### Fragmento del documento:
NOMBRES DEL DOMINGO
Es una de las referentes del periodismo narrativo latinoamericano. Ha publicado sus textos en varios medios de América y de España. En 2019 recibió el premio internacional Manuel Vázquez Montalbán.
Todos —un hombre que lee, una mujer que lee, un escritor, un periodista, un estudiante, alguien que escribe— saben, más o menos, quién es Leila Guerriero. O saben, al menos, que es alguien que escribe historias reales que se leen como si fueran cuentos o novelas, que se obliga al rigor más absoluto de la investigación periodística para escribir la realidad como si fuese una poesía llena de belleza. Todos —un hombre que lee, una mujer que lee, un escritor, un periodista, un estudiante, alguien que escribe—saben, más o menos, que Leila Guerriero es una referente del periodismo narrativo, ese que busca contar historias reales utilizando las armas de la ficción en Latinoamérica y un poco más allá.
Leila es argentina de Junín pero sus textos se leen en todas partes: en América Latina, en Europa, en Estados Unidos, en Canadá. Leila es argentina de Junín, tiene 53 años, siete libros publicados —Los suicidas del fin del mundo, Frutos extraños, Plano americano, Una historia sencilla, Zona de obras, Opus Gelber, retrato de un pianista, Teoría de la gravedad—otros en los que participó como editora —Cuba en la encrucijada, Un mundo lleno de futuro— o libros colectivos como Usted está aquí crónicas de ciudades. Es editora para Latinoamérica de la revista Gatopardo, columnista y periodista en El País de Madrid y ha publicado en medios como Página 30, La Nación, Rollling Stone, Revista Anfibia o El Mercurio. A lo largo de toda su carrera ha recibido reconocimientos desde todas partes; el último fue el premio internacional Manuel Vázquez Montalbán, en la categoría Periodismo Cultural y Político.
El jurado que le otorgó el premio, dijo: “Ha puesto de manifiesto y relevancia la necesidad, la importancia y la fuerza del periodismo. Un oficio que no solo insta a ir, ver, volver y explicar, como ella misma ha descrito, sino también a contestar para qué, por qué y cómo se escribe”.

### Detalles de la tarea:
Continúa, por favor, el texto sobre Leila Guerriero a partir de su última oración.

### Entradas guardadas:

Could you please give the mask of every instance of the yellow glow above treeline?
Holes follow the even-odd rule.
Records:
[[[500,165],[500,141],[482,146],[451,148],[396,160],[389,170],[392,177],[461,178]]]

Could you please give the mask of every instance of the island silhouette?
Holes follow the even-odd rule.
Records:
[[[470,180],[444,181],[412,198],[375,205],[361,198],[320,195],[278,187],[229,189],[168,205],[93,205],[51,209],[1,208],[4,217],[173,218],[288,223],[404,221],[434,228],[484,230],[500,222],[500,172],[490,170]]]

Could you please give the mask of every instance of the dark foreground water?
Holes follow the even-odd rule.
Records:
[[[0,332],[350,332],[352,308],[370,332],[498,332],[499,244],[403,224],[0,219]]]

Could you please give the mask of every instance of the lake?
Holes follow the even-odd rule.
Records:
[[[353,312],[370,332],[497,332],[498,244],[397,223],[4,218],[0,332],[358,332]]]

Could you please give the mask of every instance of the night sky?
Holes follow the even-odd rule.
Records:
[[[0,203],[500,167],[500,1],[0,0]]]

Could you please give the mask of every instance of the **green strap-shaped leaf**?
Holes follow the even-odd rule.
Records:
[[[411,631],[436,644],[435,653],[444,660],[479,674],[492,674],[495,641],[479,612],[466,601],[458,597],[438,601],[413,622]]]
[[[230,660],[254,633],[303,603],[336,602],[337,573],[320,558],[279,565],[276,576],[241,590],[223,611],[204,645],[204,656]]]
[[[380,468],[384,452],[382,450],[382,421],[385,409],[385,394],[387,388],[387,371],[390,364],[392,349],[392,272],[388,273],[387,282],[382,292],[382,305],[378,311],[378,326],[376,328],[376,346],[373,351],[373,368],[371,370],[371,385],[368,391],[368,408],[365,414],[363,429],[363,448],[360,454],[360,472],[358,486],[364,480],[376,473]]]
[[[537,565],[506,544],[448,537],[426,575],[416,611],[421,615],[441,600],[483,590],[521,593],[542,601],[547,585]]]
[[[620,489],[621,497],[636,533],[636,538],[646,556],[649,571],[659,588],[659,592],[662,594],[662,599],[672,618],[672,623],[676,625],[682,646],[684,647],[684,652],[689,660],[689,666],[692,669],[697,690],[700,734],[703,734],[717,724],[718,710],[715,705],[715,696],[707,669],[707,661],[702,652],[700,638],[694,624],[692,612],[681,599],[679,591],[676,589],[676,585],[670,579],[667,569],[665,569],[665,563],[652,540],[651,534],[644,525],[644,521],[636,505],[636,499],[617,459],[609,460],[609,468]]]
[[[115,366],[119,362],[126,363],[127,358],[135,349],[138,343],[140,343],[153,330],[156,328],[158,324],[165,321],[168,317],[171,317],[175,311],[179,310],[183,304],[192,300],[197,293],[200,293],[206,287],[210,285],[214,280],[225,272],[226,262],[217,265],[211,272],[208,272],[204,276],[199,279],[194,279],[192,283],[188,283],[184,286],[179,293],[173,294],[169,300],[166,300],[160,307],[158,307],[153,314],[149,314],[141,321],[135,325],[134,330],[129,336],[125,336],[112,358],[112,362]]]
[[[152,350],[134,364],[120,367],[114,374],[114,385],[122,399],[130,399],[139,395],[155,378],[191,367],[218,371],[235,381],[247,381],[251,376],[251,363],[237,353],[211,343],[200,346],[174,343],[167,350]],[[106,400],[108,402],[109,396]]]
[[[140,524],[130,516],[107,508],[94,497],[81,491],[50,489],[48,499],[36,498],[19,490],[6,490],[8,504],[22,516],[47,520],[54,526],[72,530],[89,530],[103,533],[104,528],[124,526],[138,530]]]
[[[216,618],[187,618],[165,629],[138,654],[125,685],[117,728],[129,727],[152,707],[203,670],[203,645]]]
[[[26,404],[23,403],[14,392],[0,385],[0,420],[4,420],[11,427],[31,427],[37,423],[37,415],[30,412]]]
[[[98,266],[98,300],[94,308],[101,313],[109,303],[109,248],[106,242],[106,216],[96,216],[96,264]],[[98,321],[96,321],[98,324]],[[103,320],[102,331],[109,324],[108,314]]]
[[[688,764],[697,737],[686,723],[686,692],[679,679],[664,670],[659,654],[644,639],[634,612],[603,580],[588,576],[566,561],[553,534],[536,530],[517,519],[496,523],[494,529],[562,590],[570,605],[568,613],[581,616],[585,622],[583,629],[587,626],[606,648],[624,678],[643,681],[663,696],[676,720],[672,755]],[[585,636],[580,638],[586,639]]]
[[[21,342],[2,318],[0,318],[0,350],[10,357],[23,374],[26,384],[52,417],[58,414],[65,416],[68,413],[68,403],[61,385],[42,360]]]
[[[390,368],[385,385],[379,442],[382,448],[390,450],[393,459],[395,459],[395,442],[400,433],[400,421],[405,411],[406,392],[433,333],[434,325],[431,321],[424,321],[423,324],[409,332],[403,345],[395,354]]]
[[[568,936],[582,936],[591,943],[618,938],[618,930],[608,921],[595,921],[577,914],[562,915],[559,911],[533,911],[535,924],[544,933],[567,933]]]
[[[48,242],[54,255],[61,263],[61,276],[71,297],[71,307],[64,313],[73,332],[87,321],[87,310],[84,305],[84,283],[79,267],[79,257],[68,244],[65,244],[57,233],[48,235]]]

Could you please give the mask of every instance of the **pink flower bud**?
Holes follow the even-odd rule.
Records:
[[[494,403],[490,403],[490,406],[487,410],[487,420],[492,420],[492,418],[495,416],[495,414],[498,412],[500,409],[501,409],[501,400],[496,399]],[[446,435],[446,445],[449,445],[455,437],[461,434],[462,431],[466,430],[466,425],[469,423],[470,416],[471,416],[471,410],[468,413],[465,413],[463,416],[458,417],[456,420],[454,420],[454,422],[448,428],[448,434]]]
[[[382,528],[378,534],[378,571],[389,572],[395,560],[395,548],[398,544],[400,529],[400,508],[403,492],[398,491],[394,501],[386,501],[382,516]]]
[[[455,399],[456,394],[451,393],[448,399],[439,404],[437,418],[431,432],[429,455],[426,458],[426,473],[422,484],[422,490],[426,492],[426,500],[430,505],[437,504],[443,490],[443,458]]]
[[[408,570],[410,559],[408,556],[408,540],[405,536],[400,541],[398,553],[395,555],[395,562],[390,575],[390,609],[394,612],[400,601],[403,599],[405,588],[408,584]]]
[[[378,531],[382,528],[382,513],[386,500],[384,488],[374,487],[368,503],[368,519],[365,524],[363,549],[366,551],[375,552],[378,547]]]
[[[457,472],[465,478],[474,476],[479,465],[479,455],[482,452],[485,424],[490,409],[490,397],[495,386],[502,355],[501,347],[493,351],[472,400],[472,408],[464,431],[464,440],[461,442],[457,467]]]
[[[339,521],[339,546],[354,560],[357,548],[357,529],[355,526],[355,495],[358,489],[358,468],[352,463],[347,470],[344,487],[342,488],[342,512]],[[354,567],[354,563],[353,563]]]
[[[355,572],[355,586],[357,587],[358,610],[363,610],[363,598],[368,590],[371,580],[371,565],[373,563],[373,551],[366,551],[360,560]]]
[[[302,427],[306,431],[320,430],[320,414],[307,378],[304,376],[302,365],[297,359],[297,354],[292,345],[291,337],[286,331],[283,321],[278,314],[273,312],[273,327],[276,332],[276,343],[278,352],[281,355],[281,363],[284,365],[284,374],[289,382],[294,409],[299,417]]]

### Respuesta:
Más allá de eso, nadie -un hombre que lee, una mujer que lee, un escritor, un periodista, un estudiante, alguien que escribe- que no sea de su entorno sabe quién es, exactamente, Leila Guerriero. Y es probable que nunca lo sepan. Su lugar, dijo alguna vez, es el de contar las historias de los otros, no la de ser protagonista de una historia.
Este texto, por lo tanto, no pretende traicionar su voluntad, sino que busca ser un acercamiento casi tímido, casi pudoroso, casi venerado a una de las grandes maestras del periodismo y de la escritura latinoamericana.
Desaparecer
Junín es una ciudad que se encuentra a 260 kilómetros de la ciudad de Buenos Aires. Junín es su ciudad de nacimiento, a la que vuelve a veces, a la que visita cuando puede, cuando no está en Madrid o en Barcelona o en México o en Uruguay o en Colombia o en Perú.
En su casa de la infancia -la de un ingeniero y una maestra que tenían tres hijos- había un sillón verde de pana. En ese sillón Leila leyó Los cuentos de la selva, de Horacio Quiroga. Y empezó a devorar con un hambre curioso y voraz todos los libros de la biblioteca.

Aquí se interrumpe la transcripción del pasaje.